(WHAT TO PRODUCE):
In full and without alteration, copy the listing.

[[ RECORDS SHOWN, beginning ]]

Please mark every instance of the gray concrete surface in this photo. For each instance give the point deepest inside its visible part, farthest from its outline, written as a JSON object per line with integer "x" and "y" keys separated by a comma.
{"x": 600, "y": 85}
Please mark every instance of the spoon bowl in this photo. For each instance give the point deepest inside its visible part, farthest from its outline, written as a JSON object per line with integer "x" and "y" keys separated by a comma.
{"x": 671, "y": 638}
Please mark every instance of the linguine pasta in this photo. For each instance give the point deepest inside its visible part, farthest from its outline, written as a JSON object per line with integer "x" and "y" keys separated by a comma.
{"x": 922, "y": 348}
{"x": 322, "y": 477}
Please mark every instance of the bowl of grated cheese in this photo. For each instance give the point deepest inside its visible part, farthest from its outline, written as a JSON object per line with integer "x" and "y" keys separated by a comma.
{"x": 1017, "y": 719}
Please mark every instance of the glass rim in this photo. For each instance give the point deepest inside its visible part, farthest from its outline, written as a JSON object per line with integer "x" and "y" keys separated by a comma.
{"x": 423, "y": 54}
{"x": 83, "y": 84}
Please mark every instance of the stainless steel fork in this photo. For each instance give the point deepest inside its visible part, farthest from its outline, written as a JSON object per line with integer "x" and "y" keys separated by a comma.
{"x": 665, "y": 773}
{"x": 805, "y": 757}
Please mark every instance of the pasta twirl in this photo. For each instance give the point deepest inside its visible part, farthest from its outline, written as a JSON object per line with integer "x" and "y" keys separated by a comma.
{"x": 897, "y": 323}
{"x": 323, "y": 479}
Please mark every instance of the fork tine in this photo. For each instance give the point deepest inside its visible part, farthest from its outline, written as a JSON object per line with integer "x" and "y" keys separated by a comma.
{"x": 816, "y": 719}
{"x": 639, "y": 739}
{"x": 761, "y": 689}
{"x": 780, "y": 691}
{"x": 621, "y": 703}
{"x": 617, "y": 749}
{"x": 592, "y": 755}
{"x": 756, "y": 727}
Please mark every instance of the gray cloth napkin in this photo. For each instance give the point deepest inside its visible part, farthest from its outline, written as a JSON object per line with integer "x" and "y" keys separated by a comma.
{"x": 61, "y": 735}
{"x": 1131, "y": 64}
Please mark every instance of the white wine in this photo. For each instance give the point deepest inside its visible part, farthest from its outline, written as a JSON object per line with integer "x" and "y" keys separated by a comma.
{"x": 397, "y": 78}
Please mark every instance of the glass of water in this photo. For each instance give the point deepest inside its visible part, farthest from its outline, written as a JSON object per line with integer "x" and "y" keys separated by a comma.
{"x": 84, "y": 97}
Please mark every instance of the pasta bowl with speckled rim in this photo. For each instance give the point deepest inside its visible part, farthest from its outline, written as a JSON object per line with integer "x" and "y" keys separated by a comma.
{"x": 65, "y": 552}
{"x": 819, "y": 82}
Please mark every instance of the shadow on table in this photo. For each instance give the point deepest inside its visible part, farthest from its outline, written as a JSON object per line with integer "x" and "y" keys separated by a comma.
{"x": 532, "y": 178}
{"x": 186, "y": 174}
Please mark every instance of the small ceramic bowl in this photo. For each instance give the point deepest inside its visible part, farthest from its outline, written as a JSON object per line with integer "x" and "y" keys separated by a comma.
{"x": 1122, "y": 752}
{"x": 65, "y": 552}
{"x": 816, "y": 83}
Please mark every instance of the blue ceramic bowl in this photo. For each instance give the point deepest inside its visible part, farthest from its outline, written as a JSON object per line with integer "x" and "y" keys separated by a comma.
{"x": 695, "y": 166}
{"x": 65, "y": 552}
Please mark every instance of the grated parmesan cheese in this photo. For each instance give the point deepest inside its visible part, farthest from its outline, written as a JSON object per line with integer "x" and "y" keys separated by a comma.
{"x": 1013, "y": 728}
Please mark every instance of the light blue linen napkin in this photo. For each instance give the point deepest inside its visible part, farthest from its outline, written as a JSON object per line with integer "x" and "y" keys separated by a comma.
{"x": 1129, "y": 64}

[[ RECORDS SHOWN, end ]]

(ANSWER FOR THIS EXERCISE):
Please mark every instance of the gray concrete surface in this photo. For each instance give the point deepest inside its visible part, farthest from its outline, written as a JSON object per line with integer "x" and "y" keys separated by a comma.
{"x": 600, "y": 85}
Please mark every instance of the spoon bowl in this photo. For each instance give the point deepest inside its visible part, farthest from its outline, written as a JSON object per line with integer "x" and "y" keys separated by a comma.
{"x": 671, "y": 638}
Please mark every instance of the linguine pasta in this photo. For each instance give the point deepest inside its visible part, farthest from its outline, written as a JSON object per line with integer "x" and "y" keys separated by a comma.
{"x": 922, "y": 348}
{"x": 322, "y": 477}
Please mark every instance of the bowl of grated cheese in this photo. For each instance give the point deepest inside its visible part, farthest from its outline, written as a JSON object per line with integer "x" and "y" keys separated by a comma.
{"x": 1017, "y": 719}
Please mark every instance of the glass rim in this photo. For each instance give the point deepest inside its visible part, farthest from its outline, written as a JSON object per line with integer "x" and "y" keys separated by a comma.
{"x": 423, "y": 54}
{"x": 83, "y": 84}
Please mark every instance of the stainless steel fork in this photo. For each instance give the point deepest inside its visible part, farthest from its outline, written as a JSON object per line with integer "x" and "y" keys separated by a comma.
{"x": 665, "y": 773}
{"x": 805, "y": 757}
Please mark every instance of the pasta twirl in this photo. For each instance give the point deepest inside its visible part, farthest from its outline, written as a JSON object per line with integer "x" and "y" keys separated by a comma.
{"x": 897, "y": 323}
{"x": 323, "y": 479}
Please mark every instance of the fork tine in this photo. For each instance give the point deepest inside its visible part, farthest from its outline, written as a JSON object per line with integer "x" and "y" keys separated by a comma.
{"x": 816, "y": 719}
{"x": 639, "y": 739}
{"x": 761, "y": 689}
{"x": 780, "y": 691}
{"x": 621, "y": 703}
{"x": 617, "y": 749}
{"x": 592, "y": 755}
{"x": 756, "y": 727}
Please mark every instance of the gray cloth napkin in this photo. For each instance give the point deepest inside its visible part, farthest from its outline, written as a JSON object per line with integer "x" and "y" keys separated by a comma.
{"x": 61, "y": 735}
{"x": 1131, "y": 64}
Please mark every instance of the white wine in this photo. For each instance give the point deepest inside its visible part, farthest from its outline, written as a JSON object per line with integer "x" and "y" keys separated by a comma.
{"x": 397, "y": 78}
Please mark every instance of the glass of water in this photo. For each instance give the point deepest inside its visible part, farthest from its outline, written as a JSON object per line with integer "x" and "y" keys separated by a comma.
{"x": 84, "y": 97}
Please mark every instance of the pasta bowl with speckled rim in this photo. For each instance give the point deepest inside its visible part, farthest from its outline, written as a JSON object per line with integer "x" and "y" keys separated by a comma.
{"x": 65, "y": 552}
{"x": 819, "y": 82}
Please mark every instance of the shadow on table in this photo. For each instance give the point deepest inside its visible part, farthest from its outline, written as a JSON object per line with integer "x" and "y" keys separated by a comma.
{"x": 532, "y": 178}
{"x": 186, "y": 174}
Please mark every instance of the small ceramic bowl in this photo. For each instance give the point deepest inside its visible part, farthest from its outline, written as a JSON object per line with integer "x" and "y" keys separated by a comma.
{"x": 1122, "y": 752}
{"x": 65, "y": 552}
{"x": 816, "y": 83}
Please mark every instance of the blue ceramic bowl in this photo. For each instance give the point deepest inside its visible part, farthest from its outline, written as a JSON object per line with integer "x" and "y" keys separated by a comma.
{"x": 695, "y": 166}
{"x": 65, "y": 552}
Please mark every instance of the grated parmesan cheese in this photo. For each instance give the point deepest inside its visible part, farthest from its outline, written as a JSON object per line with integer "x" and "y" keys separated by a comma.
{"x": 1013, "y": 728}
Please mark every instance of the light blue linen napkin in this photo. For each instance give the point deepest inside its visible part, farthest from its outline, written as a JSON object per line with integer "x" and "y" keys separated by a comma.
{"x": 1129, "y": 64}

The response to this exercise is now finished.